Some environmentalists say Gore has been more passion than action

By Scott Allen, Globe Staff, June 20, 1999

You'd have to go back to Teddy Roosevelt, who set aside millions of acres for national parks, to find a presidential candidate with environmental credentials like Al Gore's.

While Republican front-runner George W. Bush got his first major briefing on global warming this spring, Gore's study began in the 1960s at Harvard University, where he learned at the knee of the man who invented the theory.

Gore made the environment the centerpiece of his 1988 campaign for president, when rival Jesse Jackson said Gore's dissertations on the state of Earth made him sound like the "national chemist." But defeat only spurred Gore to write a best-selling book on how to save the planet.

Today, Vice President Gore is the environmental point man for the first administration run by men who call themselves "environmentalists." As perhaps the most influential environmental policy maker in the world, Gore helped push issues such as global warming to the center stage of American politics.

Yet, as Gore begins his second run for the White House, he faces a rebellion from the one group whose support many thought he should have sewn up long ago: environmentalists. Gore's passion for nature may rival Roosevelt's, but critics say he has too often squandered opportunities to produce tough policies.

Gore and Clinton "talk very big rhetoric and actually propose very little in terms of action. It's what I would call the school uniform solution to environmental problems," said Phillip E. Clapp of the National Environmental Trust, one of Gore's most vocal critics on the environment.

WORK TO COMPLETE
• 1. In the article on Al Gore and environmentalists, what did rival Jesse Jackson say Gore's dissertations on the state of Earth made him sound like?
• 2. Extend the article on Al Gore and environmentalists, picking up right after its final paragraph.

SUPPLIED ENTRIES
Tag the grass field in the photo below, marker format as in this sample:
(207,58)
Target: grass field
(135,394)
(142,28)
--
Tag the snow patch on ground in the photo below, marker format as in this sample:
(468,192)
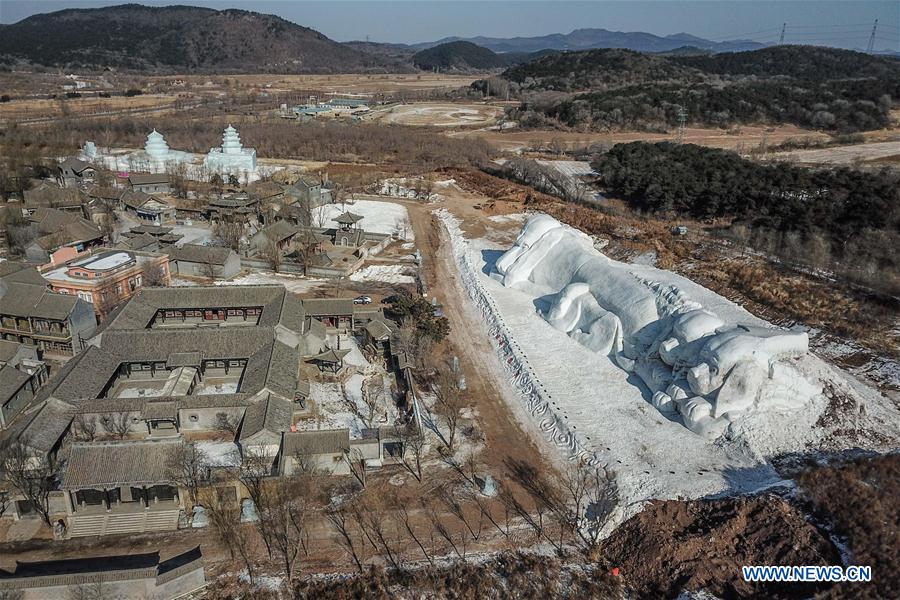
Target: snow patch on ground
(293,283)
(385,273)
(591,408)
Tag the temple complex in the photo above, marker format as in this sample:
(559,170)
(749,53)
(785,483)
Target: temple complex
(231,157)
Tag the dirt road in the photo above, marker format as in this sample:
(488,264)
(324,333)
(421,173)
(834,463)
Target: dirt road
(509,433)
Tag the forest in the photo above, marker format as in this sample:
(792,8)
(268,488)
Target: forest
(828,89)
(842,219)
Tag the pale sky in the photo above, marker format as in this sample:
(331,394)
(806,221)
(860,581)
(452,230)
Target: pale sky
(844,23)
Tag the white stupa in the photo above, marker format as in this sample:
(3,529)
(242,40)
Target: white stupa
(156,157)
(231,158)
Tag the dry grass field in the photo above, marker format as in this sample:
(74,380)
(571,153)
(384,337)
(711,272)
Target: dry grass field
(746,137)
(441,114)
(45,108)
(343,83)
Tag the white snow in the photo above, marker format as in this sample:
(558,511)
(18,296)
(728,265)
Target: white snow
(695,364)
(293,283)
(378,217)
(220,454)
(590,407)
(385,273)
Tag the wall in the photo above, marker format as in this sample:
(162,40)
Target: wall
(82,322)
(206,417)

ANSWERS FOR THIS EXERCISE
• 1. The "national chemist."

• 2.
On issues from saving swordfish to logging in national forests, environmentalists say the administration has chosen modest compromises over Gore's tough principles.

When it comes to global warming, for instance, Gore "understands the science at a level that few, if any, politicians ever have. On the other hand, he needs to engage with people on the policy," said Michael Oppenheimer, senior scientist at the Environmental Defense Fund in New York.

Some prominent environmentalists say privately that Gore can't take their votes for granted, and nonpartisan groups such as the Environmental Defense Fund are talking to several candidates in hopes of building bridges to the eventual winner.

The criticism from environmentalists, in the form of big newspaper ads and open letters expressing "disappointment" in the vice president, angers Gore loyalists. They say that Gore has had to contend with a Republican Congress and skeptical White House advisers who make bold environmental measures difficult. Even so, they say, the Clinton administration has done more for the environment than any other in recent history.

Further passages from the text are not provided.